### Source extract
— begin —

Re: Index corruption

From
"Marko Kreen"
Date:
On 6/30/06, Jan Wieck <JanWieck@yahoo.com> wrote:
> With the final implementation of log switching, the problem of xxid
> wraparound will be avoided entirely. Every now and then slony will
> switch from one to another log table and when the old one is drained and
> logically empty, it is truncated, which should reinitialize all indexes.

If the xxid-s come from different DB-s, then there can still be problems.

-- 
marko


Re: Index corruption

From
Jan Wieck
Date:
On 6/30/2006 11:17 AM, Marko Kreen wrote:

> On 6/30/06, Jan Wieck <JanWieck@yahoo.com> wrote:
>> With the final implementation of log switching, the problem of xxid
>> wraparound will be avoided entirely. Every now and then slony will
>> switch from one to another log table and when the old one is drained and
>> logically empty, it is truncated, which should reinitialize all indexes.
> 
> If the xxid-s come from different DB-s, then there can still be problems.

How so? They are allways part of a multi-key index having the 
originating node ID first.


Jan

-- 
#======================================================================#
# It's easier to get forgiveness for being wrong than for being right. #
# Let's break this rule - forgive me.                                  #
#================================================== JanWieck@Yahoo.com #


Re: Index corruption

From
Tom Lane
Date:
Jan Wieck <JanWieck@Yahoo.com> writes:
> On 6/30/2006 11:17 AM, Marko Kreen wrote:
>> If the xxid-s come from different DB-s, then there can still be problems.

> How so? They are allways part of a multi-key index having the 
> originating node ID first.

Really?

create table @NAMESPACE@.sl_log_1 (log_origin            int4,log_xid                @NAMESPACE@.xxid,log_tableid
    int4,log_actionseq        int8,log_cmdtype            char,log_cmddata            text
 
);
create index sl_log_1_idx1 on @NAMESPACE@.sl_log_1(log_origin, log_xid @NAMESPACE@.xxid_ops, log_actionseq);

create index sl_log_1_idx2 on @NAMESPACE@.sl_log_1(log_xid @NAMESPACE@.xxid_ops);

sl_log_1_idx2 doesn't seem to have any such protection.  When I was
poking at Marc's example, though, it seemed that the numbers going
into the table were all *locally generated* XIDs, in fact the same
as the XID doing the insertions.  If this is only true on the master,
and slaves can be inserting XIDs coming from different masters,
then I think it will break.
        regards, tom lane


Re: Index corruption

From
Brad Nicholson
Date:
Tom Lane wrote:
> Marc Munro <marc@bloodnok.com> writes:
>> I'll get back to you with kernel build information tomorrow.  We'll also
>> try to talk to some kernel hackers about this.

— end —

Labeled-object pointing entries
— begin —

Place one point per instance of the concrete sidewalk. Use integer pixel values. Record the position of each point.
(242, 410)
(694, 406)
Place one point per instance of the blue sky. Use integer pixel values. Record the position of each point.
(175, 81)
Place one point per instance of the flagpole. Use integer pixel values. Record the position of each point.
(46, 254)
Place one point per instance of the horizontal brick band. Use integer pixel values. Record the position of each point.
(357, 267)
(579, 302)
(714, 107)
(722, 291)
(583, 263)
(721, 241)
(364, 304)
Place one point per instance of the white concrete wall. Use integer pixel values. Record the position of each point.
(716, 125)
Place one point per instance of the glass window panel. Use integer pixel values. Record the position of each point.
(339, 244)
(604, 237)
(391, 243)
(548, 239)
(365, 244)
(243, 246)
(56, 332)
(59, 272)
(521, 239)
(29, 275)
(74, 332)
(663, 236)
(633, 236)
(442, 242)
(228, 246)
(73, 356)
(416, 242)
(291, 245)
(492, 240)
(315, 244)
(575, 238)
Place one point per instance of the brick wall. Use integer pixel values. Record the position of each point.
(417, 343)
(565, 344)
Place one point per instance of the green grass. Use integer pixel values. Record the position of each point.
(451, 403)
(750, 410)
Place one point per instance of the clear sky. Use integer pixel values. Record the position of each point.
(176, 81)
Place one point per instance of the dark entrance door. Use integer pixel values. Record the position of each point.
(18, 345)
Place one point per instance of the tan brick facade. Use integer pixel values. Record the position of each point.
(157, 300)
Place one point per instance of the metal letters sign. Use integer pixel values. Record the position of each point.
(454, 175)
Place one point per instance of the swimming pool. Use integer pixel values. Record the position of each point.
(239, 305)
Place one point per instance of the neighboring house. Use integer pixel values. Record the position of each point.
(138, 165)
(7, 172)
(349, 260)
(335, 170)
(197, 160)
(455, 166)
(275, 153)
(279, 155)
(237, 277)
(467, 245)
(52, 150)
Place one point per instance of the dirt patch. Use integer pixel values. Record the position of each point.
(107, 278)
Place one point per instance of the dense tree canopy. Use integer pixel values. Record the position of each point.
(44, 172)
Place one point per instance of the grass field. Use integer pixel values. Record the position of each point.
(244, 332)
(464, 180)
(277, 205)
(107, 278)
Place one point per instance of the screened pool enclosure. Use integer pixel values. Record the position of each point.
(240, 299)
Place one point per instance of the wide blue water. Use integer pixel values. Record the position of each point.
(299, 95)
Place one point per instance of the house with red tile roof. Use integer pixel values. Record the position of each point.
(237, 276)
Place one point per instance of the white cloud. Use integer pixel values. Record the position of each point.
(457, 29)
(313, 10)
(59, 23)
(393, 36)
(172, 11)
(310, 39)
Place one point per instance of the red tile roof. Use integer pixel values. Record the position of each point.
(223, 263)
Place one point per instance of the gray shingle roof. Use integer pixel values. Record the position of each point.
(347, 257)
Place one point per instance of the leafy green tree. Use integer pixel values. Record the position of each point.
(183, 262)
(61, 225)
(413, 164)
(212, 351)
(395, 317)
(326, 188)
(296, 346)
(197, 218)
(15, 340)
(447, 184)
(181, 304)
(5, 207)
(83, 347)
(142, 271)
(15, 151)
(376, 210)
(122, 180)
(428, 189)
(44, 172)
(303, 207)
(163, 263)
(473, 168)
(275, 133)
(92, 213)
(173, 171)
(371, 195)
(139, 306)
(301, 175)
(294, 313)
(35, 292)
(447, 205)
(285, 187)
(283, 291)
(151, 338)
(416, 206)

— end —
— begin —

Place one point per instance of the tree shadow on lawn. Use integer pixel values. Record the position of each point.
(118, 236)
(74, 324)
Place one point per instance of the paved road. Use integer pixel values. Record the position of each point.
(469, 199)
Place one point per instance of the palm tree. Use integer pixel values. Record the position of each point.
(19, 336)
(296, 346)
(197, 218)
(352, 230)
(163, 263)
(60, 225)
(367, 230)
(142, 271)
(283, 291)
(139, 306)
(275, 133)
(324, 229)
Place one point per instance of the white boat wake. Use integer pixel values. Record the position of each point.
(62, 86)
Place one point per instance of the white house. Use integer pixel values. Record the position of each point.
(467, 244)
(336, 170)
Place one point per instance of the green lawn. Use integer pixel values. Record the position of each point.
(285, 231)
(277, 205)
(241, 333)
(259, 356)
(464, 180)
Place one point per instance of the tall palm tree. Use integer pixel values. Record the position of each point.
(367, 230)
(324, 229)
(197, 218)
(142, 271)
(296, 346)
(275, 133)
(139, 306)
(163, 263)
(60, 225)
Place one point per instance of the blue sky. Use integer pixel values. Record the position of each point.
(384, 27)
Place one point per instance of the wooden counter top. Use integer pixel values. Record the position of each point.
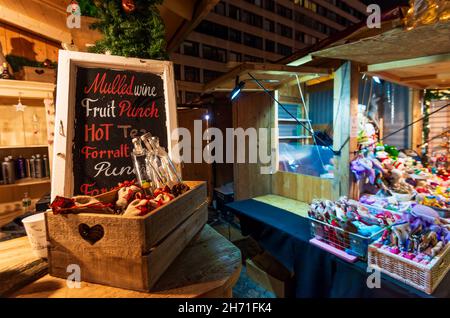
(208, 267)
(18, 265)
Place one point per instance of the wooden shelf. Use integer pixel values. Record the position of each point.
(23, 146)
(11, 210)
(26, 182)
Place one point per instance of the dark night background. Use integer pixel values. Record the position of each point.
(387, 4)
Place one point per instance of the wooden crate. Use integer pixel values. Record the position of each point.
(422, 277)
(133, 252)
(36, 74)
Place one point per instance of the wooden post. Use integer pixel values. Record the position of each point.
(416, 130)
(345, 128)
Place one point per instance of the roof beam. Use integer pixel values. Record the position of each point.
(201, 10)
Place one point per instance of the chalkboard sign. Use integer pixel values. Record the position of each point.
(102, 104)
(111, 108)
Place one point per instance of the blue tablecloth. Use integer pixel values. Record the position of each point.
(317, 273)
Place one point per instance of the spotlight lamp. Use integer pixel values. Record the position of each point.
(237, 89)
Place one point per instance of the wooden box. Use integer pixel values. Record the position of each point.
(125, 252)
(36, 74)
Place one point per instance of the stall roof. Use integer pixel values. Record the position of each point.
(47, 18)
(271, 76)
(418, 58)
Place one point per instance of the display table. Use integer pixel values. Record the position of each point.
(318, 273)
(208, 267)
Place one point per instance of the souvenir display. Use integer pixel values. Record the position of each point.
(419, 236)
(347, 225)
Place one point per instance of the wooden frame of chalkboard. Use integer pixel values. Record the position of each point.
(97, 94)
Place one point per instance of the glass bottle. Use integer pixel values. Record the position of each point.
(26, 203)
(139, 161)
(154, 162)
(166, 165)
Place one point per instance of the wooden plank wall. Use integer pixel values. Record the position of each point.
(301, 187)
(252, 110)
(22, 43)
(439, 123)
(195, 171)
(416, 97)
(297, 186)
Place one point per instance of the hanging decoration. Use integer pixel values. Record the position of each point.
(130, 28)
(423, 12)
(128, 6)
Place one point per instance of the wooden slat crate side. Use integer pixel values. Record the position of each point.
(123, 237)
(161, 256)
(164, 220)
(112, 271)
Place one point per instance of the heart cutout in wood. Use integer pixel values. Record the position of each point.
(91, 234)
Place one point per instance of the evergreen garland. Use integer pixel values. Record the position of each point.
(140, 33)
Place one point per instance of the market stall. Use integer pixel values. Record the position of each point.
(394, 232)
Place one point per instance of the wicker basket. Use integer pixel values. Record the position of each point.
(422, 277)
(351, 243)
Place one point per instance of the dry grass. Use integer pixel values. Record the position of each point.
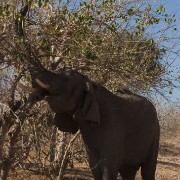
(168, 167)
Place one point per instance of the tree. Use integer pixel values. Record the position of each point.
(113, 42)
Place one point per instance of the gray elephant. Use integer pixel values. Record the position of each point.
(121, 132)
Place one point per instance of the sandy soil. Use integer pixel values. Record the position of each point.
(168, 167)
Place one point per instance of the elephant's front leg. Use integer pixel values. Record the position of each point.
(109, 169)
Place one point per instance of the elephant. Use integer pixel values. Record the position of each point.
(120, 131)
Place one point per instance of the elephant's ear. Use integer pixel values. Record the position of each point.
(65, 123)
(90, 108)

— end —
— begin —

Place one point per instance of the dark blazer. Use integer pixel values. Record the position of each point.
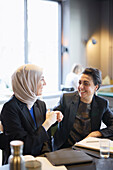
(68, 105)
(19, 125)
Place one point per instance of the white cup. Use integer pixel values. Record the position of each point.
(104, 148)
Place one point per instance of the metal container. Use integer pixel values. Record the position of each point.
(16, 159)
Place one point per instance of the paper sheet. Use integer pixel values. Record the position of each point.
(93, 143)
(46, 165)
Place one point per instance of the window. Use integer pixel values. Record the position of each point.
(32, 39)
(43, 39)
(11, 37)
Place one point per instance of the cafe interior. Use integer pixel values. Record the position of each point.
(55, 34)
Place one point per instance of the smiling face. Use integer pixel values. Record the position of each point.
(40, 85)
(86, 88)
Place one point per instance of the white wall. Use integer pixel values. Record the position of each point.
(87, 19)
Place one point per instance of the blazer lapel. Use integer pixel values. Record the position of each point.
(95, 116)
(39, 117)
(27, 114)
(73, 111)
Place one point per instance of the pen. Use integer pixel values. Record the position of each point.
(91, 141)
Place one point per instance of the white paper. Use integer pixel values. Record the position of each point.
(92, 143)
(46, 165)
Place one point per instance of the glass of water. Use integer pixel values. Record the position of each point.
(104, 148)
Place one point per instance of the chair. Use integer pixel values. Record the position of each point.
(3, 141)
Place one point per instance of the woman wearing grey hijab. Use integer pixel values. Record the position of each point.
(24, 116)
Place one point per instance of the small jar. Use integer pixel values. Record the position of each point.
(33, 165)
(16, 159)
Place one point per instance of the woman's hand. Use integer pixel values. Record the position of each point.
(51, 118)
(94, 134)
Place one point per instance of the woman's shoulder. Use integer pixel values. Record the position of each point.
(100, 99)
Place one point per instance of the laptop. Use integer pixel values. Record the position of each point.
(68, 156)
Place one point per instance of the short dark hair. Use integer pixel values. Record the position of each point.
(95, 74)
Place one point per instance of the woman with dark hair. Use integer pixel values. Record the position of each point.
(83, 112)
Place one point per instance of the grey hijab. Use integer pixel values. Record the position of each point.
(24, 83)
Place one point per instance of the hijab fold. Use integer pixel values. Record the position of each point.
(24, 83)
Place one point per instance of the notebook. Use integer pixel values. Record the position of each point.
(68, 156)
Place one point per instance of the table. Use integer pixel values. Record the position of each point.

— end —

Could you continue the mailing-list thread about index corruption from where it stops? The records were taken from a separate source.

> 
> Some googling turned up recent discussions about race conditions in
> Linux NFS code:
> 
> http://threebit.net/mail-archive/linux-kernel/msg05313.html
> http://lkml.org/lkml/2006/3/1/381
> 
> I don't know the kernel nearly well enough to guess if these are related
> ...

It may or may not be the same issue, but for what it's worth, we've seen the same sl_log_1 corruption on AIX 5.1 and
5.3

-- 
Brad Nicholson  416-673-4106
Database Administrator, Afilias Canada Corp.



Re: Index corruption

From
Jan Wieck
Date:
On 6/30/2006 11:55 AM, Tom Lane wrote:

> Jan Wieck <JanWieck@Yahoo.com> writes:
>> On 6/30/2006 11:17 AM, Marko Kreen wrote:
>>> If the xxid-s come from different DB-s, then there can still be problems.
> 
>> How so? They are allways part of a multi-key index having the 
>> originating node ID first.
> 
> Really?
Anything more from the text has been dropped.